*** INFORMATION GIVEN ***

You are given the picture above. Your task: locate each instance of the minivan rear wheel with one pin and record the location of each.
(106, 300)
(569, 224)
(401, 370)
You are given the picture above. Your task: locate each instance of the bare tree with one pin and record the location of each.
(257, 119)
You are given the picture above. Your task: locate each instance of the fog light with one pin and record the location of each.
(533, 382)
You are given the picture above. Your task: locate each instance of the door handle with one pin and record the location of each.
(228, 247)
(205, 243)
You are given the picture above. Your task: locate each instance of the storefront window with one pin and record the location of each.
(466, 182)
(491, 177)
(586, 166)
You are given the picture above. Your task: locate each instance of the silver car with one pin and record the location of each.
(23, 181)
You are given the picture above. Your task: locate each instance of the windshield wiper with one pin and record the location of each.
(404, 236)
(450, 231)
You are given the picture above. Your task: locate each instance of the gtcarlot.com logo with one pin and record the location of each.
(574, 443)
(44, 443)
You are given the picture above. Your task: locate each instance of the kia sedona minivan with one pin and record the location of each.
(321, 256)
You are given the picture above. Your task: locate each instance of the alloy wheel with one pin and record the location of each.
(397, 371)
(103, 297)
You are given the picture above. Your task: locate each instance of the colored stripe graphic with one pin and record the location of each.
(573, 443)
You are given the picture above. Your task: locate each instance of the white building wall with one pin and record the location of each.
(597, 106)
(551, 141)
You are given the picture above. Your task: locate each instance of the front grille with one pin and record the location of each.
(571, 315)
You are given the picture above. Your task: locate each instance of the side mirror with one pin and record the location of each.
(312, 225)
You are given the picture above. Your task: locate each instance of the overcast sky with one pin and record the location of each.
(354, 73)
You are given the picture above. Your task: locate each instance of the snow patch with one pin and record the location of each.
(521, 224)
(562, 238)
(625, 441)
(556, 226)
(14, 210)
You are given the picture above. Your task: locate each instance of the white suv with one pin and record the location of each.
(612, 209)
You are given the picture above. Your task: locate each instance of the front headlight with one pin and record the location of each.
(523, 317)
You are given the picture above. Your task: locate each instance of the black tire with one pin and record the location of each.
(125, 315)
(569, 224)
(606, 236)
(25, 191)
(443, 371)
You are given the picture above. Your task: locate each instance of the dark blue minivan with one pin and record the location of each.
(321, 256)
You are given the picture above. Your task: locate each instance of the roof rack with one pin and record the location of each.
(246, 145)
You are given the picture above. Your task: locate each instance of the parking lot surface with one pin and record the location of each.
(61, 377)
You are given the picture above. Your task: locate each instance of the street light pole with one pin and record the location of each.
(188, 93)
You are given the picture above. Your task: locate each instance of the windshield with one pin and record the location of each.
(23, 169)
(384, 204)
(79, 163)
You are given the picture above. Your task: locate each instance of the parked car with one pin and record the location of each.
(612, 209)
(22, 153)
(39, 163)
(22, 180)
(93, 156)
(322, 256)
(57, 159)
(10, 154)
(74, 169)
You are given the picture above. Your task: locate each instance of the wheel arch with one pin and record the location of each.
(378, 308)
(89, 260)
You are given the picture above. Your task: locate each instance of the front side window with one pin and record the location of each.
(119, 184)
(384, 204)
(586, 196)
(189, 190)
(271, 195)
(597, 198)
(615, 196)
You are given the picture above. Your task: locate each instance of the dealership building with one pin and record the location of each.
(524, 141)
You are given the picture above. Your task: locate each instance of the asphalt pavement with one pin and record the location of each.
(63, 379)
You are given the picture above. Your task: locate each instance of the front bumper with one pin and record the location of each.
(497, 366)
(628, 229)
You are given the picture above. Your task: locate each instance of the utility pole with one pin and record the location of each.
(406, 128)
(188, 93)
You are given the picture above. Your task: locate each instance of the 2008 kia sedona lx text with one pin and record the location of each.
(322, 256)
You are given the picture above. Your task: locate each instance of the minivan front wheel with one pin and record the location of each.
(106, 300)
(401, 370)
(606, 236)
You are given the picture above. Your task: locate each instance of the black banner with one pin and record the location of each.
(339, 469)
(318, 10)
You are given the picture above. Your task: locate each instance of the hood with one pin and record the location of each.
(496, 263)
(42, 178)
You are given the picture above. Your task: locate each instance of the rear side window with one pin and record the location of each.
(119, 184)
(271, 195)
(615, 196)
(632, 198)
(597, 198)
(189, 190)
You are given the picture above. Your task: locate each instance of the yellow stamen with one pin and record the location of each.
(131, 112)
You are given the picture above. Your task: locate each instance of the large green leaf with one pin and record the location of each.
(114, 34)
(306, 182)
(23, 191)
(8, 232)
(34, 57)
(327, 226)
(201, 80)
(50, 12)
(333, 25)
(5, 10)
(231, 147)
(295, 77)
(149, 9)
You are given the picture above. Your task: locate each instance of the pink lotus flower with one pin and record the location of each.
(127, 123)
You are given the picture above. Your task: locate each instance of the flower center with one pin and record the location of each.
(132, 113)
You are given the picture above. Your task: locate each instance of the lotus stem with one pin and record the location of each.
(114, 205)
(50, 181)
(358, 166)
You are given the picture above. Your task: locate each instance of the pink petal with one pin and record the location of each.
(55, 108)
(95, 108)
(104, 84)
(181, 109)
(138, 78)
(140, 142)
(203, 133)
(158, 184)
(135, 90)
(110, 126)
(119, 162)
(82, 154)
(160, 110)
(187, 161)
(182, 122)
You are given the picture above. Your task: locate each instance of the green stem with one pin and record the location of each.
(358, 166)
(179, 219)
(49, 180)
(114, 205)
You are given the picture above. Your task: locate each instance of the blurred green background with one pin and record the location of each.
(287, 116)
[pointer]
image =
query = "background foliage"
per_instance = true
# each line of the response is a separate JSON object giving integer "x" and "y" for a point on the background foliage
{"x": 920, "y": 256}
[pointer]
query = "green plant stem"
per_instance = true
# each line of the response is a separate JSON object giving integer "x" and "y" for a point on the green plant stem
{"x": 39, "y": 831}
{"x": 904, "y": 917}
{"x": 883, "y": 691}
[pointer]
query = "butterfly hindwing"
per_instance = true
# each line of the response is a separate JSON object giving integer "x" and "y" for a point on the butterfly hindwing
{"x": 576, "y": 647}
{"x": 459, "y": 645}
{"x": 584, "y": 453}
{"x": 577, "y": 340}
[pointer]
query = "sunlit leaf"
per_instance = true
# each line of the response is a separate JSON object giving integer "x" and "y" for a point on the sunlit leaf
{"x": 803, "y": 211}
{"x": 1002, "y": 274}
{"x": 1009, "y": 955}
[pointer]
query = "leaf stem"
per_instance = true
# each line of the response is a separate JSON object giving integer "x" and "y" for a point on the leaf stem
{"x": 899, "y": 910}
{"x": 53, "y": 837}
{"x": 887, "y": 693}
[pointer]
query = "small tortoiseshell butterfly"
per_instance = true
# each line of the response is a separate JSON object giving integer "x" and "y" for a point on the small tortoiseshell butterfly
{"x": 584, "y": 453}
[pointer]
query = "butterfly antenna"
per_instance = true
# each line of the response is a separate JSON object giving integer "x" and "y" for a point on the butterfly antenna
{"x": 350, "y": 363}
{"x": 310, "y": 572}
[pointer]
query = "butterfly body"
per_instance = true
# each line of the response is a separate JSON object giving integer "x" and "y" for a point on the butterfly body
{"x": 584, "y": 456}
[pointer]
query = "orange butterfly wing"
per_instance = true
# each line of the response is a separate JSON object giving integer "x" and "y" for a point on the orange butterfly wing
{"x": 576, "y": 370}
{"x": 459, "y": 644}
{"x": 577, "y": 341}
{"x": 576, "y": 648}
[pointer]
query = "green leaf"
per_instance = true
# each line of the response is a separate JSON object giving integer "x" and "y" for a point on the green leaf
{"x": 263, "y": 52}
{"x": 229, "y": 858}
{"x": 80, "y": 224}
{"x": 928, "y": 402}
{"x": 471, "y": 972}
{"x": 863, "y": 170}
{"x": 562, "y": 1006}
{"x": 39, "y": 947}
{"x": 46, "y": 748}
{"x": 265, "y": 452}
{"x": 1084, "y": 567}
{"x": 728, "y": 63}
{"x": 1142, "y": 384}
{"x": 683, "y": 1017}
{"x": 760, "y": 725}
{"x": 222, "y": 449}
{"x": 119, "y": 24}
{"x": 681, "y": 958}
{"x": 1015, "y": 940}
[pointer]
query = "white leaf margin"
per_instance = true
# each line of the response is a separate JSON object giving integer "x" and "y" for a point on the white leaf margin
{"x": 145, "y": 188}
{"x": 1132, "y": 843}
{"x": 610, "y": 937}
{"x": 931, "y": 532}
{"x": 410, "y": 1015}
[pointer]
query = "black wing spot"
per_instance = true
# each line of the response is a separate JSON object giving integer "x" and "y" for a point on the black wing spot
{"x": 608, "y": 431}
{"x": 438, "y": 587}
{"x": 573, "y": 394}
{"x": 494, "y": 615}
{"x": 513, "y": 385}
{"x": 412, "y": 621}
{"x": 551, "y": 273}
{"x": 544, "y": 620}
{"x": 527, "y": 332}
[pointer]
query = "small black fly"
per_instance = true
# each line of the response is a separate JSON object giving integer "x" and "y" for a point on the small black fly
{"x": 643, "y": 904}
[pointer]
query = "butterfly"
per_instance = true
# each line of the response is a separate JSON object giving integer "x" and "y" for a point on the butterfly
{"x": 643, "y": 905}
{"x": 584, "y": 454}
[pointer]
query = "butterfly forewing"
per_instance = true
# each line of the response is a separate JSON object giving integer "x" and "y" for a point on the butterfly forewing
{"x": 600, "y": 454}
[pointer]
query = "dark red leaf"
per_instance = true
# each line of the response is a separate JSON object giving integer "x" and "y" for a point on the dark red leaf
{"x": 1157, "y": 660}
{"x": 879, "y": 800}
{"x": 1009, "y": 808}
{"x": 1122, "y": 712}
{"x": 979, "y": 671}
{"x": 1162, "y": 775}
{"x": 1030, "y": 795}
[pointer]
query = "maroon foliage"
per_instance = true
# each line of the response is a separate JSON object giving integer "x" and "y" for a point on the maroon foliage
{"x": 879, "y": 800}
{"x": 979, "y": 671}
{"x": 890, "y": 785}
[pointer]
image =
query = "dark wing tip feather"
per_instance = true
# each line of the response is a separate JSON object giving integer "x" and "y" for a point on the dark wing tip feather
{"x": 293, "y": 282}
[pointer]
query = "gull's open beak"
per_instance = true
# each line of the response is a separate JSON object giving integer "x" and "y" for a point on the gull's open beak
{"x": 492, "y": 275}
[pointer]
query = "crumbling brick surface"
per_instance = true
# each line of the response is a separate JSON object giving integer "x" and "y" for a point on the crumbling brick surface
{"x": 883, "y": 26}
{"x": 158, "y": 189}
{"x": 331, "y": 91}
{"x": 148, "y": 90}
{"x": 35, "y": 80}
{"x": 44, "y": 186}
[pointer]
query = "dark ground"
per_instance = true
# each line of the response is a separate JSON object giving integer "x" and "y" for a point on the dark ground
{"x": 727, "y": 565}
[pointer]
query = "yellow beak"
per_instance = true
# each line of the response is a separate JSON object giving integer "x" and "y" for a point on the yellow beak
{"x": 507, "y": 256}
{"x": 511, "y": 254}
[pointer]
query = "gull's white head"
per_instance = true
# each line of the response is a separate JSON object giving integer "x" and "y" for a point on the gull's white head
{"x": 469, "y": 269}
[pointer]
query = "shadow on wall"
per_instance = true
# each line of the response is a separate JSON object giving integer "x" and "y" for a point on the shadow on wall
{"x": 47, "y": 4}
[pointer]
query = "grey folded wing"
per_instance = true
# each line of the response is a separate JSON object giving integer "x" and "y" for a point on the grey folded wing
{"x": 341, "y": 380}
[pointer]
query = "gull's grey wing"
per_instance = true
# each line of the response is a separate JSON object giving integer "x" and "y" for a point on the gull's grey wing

***

The lines from the one containing "the dark ground" through the end of the data are to be copied exactly, the first and last of them included.

# each line of the response is a separate JSON object giving integer "x" and "y" for a point on the dark ground
{"x": 727, "y": 565}
[pointer]
query = "yellow beak"
per_instance = true
# each line of the response is a separate JSON object giving integer "x" and "y" for a point on the yellow beak
{"x": 507, "y": 256}
{"x": 511, "y": 254}
[pointer]
query = "gull's white head"
per_instance = true
# each line of the response is a separate JSON object giving integer "x" and "y" for a point on the gull's white head
{"x": 469, "y": 269}
[pointer]
query = "shadow on wall"
per_instance = true
# each line of the response is a separate JSON object giving integer "x" and "y" for a point on the shadow on wall
{"x": 47, "y": 4}
[pointer]
query = "grey folded wing"
per_instance = true
# each line of the response is a separate JSON object giving integer "x" and "y" for a point on the grey folded wing
{"x": 341, "y": 380}
[pointer]
query = "gull's grey wing"
per_instance = true
# each line of the response is a separate JSON object giving integer "x" and "y" for a point on the gull's grey wing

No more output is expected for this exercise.